Extract provided:
====

GNOME Bugzilla – Bug 776862
Noise with MATE panel main menu ("Applications" menu)
Last modified: 2017-02-10 10:17:58 UTC
Created attachment 342842 [details] Debug log When opening the MATE panel's main menu (the "Application" menu), Orca is talking much more than it should. Setup: Debian 8.6, MATE 1.8 (which uses GTK2) Steps: 1) Start in any window 2) Click on the "Application" menu 3) Move your mouse to the right, hovering the "Places" menu. What you hear is: at 2): A. (object:selection-changed) * Top Expanded Edge Panel frame * Top Expanded Edge Panel panel * Applications menu. B. (object:state-changed:active) * Top Expanded Edge Panel frame "A" makes technical sense -- although it's likely a little more than required, but it makes sense. But B doesn't, as the menu is already open from that same application (and was just announced). at 3): (object:selection-changed) * Top Expanded Edge Panel panel * Places menu. Here, the first part of the message is also unwanted, because we should already be in "Top Expanded Edge Panel panel". The problem seems to be that a "object:state-changed:active" event arrives after the menu has been opened and presented, and thus resetting Orca focus back to the frame, rather than leaving it in the menu. You can reproduce the same issue using the global shortcut Alt+F1. It's actually slightly worse because of https://bugzilla.gnome.org/show_bug.cgi?id=776854
Created attachment 342846 [details] [review] 0001-Try-and-make-MATE-Alt-F1-less-noisy.patch This patch isn't too great, but works. The idea is to ignore window activation/deactivation-like events when a menu is open, as as menus have grabs, such events shouldn't affect the actual focus. There are rare cases where the menu isn't presented at all, but this already happens with master. On Debian unstable with MATE 1.16/GTK3 there is a spurious (I think) additional "object:property-change:accessible-name" event on the panel frame (leading to "presenting" it again after the menu -- but only once, as focus is still believed), which the patch here doesn't eliminate.
(In reply to Colomban Wendling from comment #1) > Created attachment 342846 [details] [review] [review] > 0001-Try-and-make-MATE-Alt-F1-less-noisy.patch > > This patch isn't too great, but works. The idea is to ignore window > activation/deactivation-like events when a menu is open, as as menus have > grabs, such events shouldn't affect the actual focus. Incorrectly ignoring a window activation/deactivation can cause much breakage in Orca because one of the things Orca uses as a means to determine if events should be presented are whether or not they come from the active window. Can this not be fixed in MATE? > There are rare cases where the menu isn't presented at all, but this already > happens with master. Could you give me a concrete example? If it's an Orca bug, I would like to fix it.

====

Dataset entries:
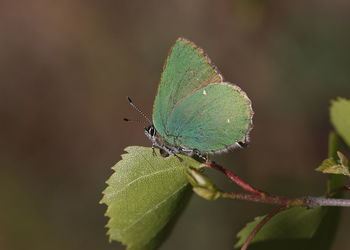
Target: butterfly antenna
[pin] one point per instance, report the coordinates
(134, 120)
(138, 110)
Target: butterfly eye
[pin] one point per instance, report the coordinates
(151, 130)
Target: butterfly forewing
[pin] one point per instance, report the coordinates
(193, 108)
(186, 70)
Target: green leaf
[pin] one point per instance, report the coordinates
(331, 166)
(144, 196)
(300, 228)
(340, 117)
(294, 223)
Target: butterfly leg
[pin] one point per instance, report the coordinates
(153, 150)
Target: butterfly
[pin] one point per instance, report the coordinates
(195, 111)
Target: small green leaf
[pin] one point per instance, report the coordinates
(294, 223)
(202, 185)
(331, 166)
(340, 117)
(144, 195)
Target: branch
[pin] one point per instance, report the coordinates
(245, 186)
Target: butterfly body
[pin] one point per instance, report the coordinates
(195, 111)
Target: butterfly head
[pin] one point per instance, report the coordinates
(151, 133)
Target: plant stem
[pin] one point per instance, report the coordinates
(245, 186)
(260, 225)
(337, 190)
(257, 195)
(267, 198)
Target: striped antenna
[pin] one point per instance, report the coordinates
(138, 110)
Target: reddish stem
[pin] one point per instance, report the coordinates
(260, 226)
(235, 178)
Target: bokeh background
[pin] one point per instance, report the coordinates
(66, 68)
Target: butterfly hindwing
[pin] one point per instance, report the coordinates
(212, 119)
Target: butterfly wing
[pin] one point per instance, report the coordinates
(212, 119)
(194, 108)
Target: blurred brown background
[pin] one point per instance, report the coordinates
(66, 68)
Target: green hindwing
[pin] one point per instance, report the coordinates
(194, 108)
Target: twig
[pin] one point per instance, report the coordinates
(260, 225)
(245, 186)
(337, 190)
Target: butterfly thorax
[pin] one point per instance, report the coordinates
(166, 148)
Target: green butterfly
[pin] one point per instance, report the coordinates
(195, 112)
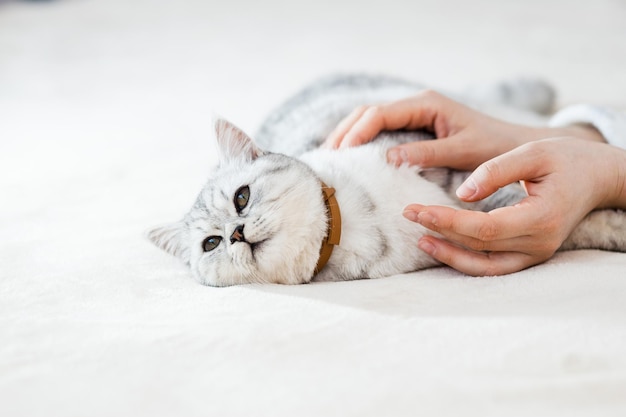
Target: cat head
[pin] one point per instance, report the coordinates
(260, 218)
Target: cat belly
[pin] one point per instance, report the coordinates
(376, 239)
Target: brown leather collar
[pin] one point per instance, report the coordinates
(333, 234)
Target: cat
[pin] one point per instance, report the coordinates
(281, 209)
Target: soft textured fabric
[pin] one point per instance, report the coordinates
(105, 112)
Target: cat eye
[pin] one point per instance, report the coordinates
(211, 243)
(241, 198)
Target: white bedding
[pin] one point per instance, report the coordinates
(104, 110)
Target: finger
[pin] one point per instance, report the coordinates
(499, 224)
(523, 163)
(476, 263)
(522, 243)
(420, 111)
(336, 136)
(435, 153)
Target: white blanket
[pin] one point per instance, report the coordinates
(104, 110)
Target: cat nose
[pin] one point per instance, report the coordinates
(237, 235)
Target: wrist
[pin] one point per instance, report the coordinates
(581, 131)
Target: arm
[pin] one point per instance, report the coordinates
(565, 178)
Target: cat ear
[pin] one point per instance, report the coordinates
(171, 238)
(233, 143)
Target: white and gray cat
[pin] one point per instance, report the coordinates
(268, 212)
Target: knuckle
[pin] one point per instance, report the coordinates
(487, 231)
(492, 170)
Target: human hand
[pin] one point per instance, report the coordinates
(471, 137)
(565, 179)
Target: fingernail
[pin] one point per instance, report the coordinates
(397, 156)
(411, 215)
(467, 189)
(426, 246)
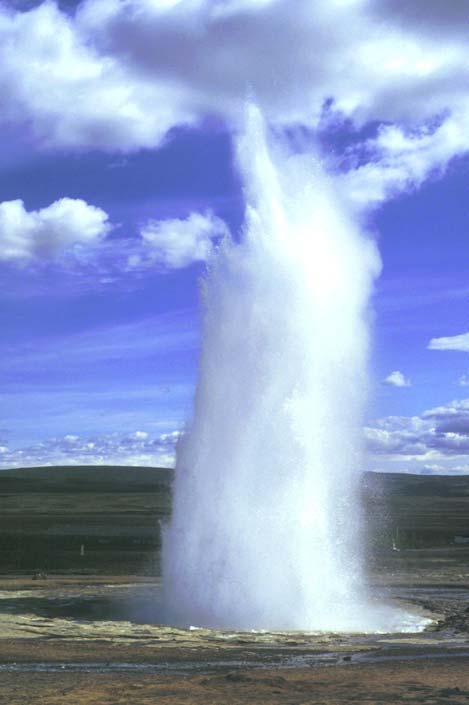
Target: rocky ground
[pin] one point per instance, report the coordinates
(94, 640)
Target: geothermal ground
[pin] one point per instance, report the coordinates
(78, 636)
(95, 640)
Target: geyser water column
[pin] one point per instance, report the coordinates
(265, 531)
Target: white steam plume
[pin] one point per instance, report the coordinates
(265, 530)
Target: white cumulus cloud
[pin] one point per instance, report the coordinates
(176, 243)
(25, 235)
(119, 75)
(454, 342)
(397, 379)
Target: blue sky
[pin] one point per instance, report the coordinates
(101, 333)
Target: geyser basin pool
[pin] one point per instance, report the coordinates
(266, 530)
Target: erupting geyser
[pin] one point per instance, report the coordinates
(265, 532)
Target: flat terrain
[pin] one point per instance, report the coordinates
(87, 629)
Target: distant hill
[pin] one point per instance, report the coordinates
(85, 478)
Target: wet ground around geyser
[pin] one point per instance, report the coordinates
(95, 640)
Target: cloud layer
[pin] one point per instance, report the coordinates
(120, 75)
(44, 233)
(137, 448)
(454, 342)
(435, 441)
(176, 243)
(397, 379)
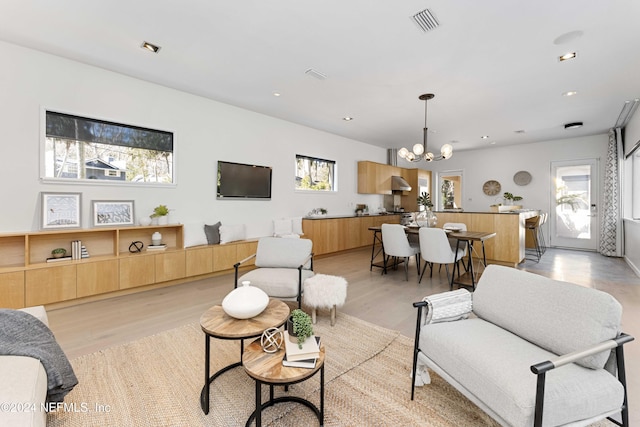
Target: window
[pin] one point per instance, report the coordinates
(78, 148)
(313, 174)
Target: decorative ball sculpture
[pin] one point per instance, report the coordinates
(245, 301)
(271, 340)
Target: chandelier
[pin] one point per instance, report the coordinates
(419, 151)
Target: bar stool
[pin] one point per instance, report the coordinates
(532, 226)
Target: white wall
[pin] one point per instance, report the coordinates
(631, 189)
(205, 131)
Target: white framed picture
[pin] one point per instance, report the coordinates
(61, 210)
(112, 213)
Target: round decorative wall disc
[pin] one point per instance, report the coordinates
(491, 188)
(522, 178)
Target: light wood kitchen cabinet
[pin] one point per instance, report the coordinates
(137, 270)
(199, 260)
(170, 265)
(12, 289)
(338, 234)
(48, 285)
(97, 277)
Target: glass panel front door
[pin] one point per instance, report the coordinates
(574, 204)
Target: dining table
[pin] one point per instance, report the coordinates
(467, 279)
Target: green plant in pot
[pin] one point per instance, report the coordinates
(58, 252)
(511, 197)
(425, 200)
(299, 326)
(161, 210)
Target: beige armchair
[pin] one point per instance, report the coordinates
(282, 267)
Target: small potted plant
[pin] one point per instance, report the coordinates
(299, 327)
(160, 212)
(425, 200)
(511, 198)
(58, 252)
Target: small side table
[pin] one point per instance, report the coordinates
(215, 323)
(267, 368)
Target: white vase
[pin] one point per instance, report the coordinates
(245, 301)
(156, 239)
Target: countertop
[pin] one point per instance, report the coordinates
(535, 211)
(348, 216)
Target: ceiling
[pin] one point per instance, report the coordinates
(492, 65)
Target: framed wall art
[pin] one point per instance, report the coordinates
(61, 210)
(112, 213)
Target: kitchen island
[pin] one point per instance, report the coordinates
(508, 246)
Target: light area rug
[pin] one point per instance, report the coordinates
(157, 380)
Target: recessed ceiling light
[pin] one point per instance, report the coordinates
(574, 125)
(150, 47)
(566, 56)
(315, 73)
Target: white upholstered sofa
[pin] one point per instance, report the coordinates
(24, 385)
(526, 349)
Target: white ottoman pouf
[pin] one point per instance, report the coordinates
(324, 291)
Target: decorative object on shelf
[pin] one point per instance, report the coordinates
(136, 247)
(105, 213)
(61, 210)
(160, 213)
(509, 198)
(491, 188)
(420, 152)
(245, 301)
(522, 178)
(317, 212)
(299, 327)
(58, 252)
(144, 221)
(271, 340)
(156, 238)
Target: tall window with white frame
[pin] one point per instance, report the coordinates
(79, 148)
(314, 174)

====

Required task A: List each distinct accessibility event type that the Orca bug report names.
Required task B: Please transcribe the Orca bug report word for word, starting with "(In reply to" and going on through "like to fix it.".
Required task C: Pick up the Orca bug report after its final sentence and write what comes next.

Task output A:
object:selection-changed
object:state-changed:active
object:property-change:accessible-name

Task output B:
(In reply to Colomban Wendling from comment #1) > Created attachment 342846 [details] [review] [review] > 0001-Try-and-make-MATE-Alt-F1-less-noisy.patch > > This patch isn't too great, but works. The idea is to ignore window > activation/deactivation-like events when a menu is open, as as menus have > grabs, such events shouldn't affect the actual focus. Incorrectly ignoring a window activation/deactivation can cause much breakage in Orca because one of the things Orca uses as a means to determine if events should be presented are whether or not they come from the active window. Can this not be fixed in MATE? > There are rare cases where the menu isn't presented at all, but this already > happens with master. Could you give me a concrete example? If it's an Orca bug, I would like to fix it.

Task output C:
(In reply to Joanmarie Diggs (IRC: joanie) from comment #2) > Incorrectly ignoring a window activation/deactivation can cause much > breakage in Orca because one of the things Orca uses as a means to determine > if events should be presented are whether or not they come from the active > window. Hum… maybe it could be possible to check the other way around, whether the current locusOfFocus is inside the window to be presented, and abort only in that case? I'm not sure it'd work, but if it does it would seem fairly safe to me, wouldn't it? (In reply to Joanmarie Diggs (IRC: joanie) from comment #2) > Can this not be fixed in MATE? Unfortunately I don't think so, no. MATE doesn't seem to be doing much here actually: the panel merely opens a menu in response to a special (non-input) X event, it never gets focused explicitly. And the panel can't really get input focus first: it's the WM that chooses not to give focus to it, because it's a dock, and the focus must not stay inside the panel after the menu popped down unless it was already there. All that is handled fairly transparently by the WM by simply not giving focus to the window IIUC. The issue is probably the same if any non-current application opens a menu I guess. Maybe the WM prevents that from happening though, not sure. > (In reply to Joanmarie Diggs (IRC: joanie) from comment #2) > > There are rare cases where the menu isn't presented at all, but this already > > happens with master. > > Could you give me a concrete example? If it's an Orca bug, I would like to > fix it. Unfortunately no, if I could have found a proper way to reproduce I'd have mentioned it. I fee like it's fairly random, maybe happens more under higher stress, not sure.
(In reply to Joanmarie Diggs (IRC: joanie) from comment #2) > Incorrectly ignoring a window activation/deactivation can cause much > breakage in Orca because one of the things Orca uses as a means to determine > if events should be presented are whether or not they come from the active > window. Actually I discovered that it's already possible to mess up the state with current master: when triggering the MATE main menu with Alt+F1 and quickly using movement keys when having Firefox focused, the Orca focus will go back to Firefox despite the menu still being open. To reproduce, on Debian Jessie with Orca Master, MATE desktop and Firefox 45.6: 1. Open Firefox 2. Hit Alt+F1 3. *quickly* hit down arrow Expected result: select the first item from the Application menu that is displayed on the top left. Actual result: reads out the next line of the currently open page in Firefox. > > There are rare cases where the menu isn't presented at all, but this already > > happens with master. > > Could you give me a concrete example? If it's an Orca bug, I would like to > fix it. I still don't have a proper solution to reproduce that, but it happens sometimes when triggering the MATE menu when having Firefox focused.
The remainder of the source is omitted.